Brontekst>
>>>>>

5. De beoordeling van het geschil
5.1 Partijen houdt verdeeld de vraag of verweerder op juiste gronden zijn besluit tot aanzegging van maatregelen op grond van artikelen 3 en 4 Bbso aan appellant heeft gehandhaafd. Daartoe overweegt het College als volgt.
5.2 Het College stelt voorop dat verweerder de aanzegging van 4 september 2003 en het bestreden besluit terecht mede heeft gebaseerd op de Fytorichtlijn. Het standpunt van appellant dat deze richtlijn hier niet van toepassing zou zijn, omdat zij slechts zou zien op de invoer van mogelijke besmette producten is onjuist, omdat de Fytorichtlijn blijkens de titel, overwegingen 11 en 23 van de preambule en de tekst (van bijvoorbeeld artikel 3, vierde lid) tevens ziet op beschermende maatregelen tegen de verspreiding van schadelijke organismen binnen de lidstaten.

<<<<<

Gegevensgedeelte>
>>>>>

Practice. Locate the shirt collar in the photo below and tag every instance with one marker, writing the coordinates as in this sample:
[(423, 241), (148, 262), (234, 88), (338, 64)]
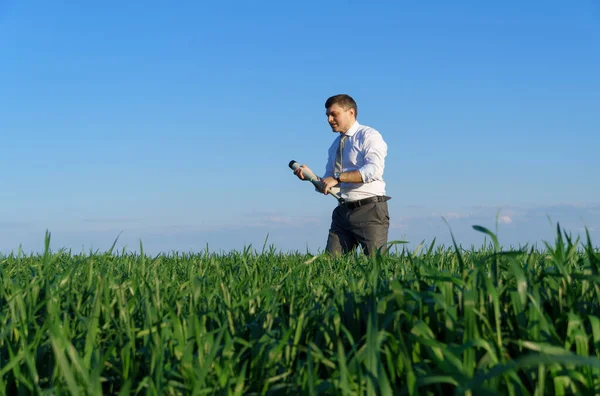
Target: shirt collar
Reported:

<<<<<

Opdrachten>
• 1. Geef het gedeelte van de brontekst opnieuw weer. Begin bij de woorden "5. De beoordeling" en stop na "College als volgt.". Vervang daarbij "appellant" door "eiser".
• 2. Van welke datum is de aanzegging die in de brontekst wordt genoemd?

Antwoorden op volgorde>
• 1.
5. De beoordeling van het geschil
5.1 Partijen houdt verdeeld de vraag of verweerder op juiste gronden zijn besluit tot aanzegging van maatregelen op grond van artikelen 3 en 4 Bbso aan eiser heeft gehandhaafd. Daartoe overweegt het College als volgt.

• 2. 4 september 2003